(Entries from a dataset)
::::
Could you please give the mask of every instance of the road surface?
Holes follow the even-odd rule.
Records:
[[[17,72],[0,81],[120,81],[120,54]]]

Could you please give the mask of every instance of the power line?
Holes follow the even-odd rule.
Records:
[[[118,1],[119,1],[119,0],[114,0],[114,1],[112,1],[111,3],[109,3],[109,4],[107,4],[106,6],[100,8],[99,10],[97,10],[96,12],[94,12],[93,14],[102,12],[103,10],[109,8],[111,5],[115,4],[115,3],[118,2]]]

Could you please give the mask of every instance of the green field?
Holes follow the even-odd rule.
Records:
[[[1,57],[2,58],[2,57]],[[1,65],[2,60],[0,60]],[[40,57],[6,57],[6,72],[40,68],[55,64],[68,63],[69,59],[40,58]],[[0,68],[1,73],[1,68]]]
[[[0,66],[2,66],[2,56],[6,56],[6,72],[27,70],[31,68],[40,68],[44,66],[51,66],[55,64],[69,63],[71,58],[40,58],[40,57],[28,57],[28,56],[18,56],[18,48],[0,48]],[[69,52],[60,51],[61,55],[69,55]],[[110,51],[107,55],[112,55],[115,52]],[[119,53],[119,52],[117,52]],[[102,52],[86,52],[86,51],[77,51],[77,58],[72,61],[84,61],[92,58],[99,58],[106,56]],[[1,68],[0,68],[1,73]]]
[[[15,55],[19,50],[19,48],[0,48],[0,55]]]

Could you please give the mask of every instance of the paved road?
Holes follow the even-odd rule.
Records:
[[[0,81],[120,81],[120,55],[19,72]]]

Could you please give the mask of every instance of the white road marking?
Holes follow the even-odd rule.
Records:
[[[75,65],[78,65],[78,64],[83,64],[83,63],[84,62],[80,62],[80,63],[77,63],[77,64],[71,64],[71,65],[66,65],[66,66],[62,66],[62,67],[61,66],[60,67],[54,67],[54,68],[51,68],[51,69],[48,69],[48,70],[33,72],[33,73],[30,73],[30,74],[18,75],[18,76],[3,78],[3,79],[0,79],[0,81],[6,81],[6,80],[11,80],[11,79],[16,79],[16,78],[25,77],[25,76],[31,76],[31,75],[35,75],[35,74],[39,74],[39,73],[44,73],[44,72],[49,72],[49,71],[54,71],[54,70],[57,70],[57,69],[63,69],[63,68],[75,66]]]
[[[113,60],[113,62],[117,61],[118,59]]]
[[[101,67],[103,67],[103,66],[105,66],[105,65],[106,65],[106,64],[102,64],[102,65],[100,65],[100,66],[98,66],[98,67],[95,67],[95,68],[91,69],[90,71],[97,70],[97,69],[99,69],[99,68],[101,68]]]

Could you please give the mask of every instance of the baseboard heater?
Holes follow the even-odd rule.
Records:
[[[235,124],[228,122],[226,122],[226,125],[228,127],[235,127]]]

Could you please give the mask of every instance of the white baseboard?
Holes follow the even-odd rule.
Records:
::::
### [Direction]
Rewrite only the lines from the one containing "the baseboard heater?" through the end of the entries, requests included, offsetting every coordinate in the answers by 111.

### [Solved exercise]
Could you please give the mask of every instance of the baseboard heater?
Holes follow the even-odd rule.
Records:
[[[346,235],[339,233],[337,233],[337,236],[339,238],[346,238]]]

Could you please give the mask of every instance of the white baseboard?
Holes follow the even-odd rule.
Records:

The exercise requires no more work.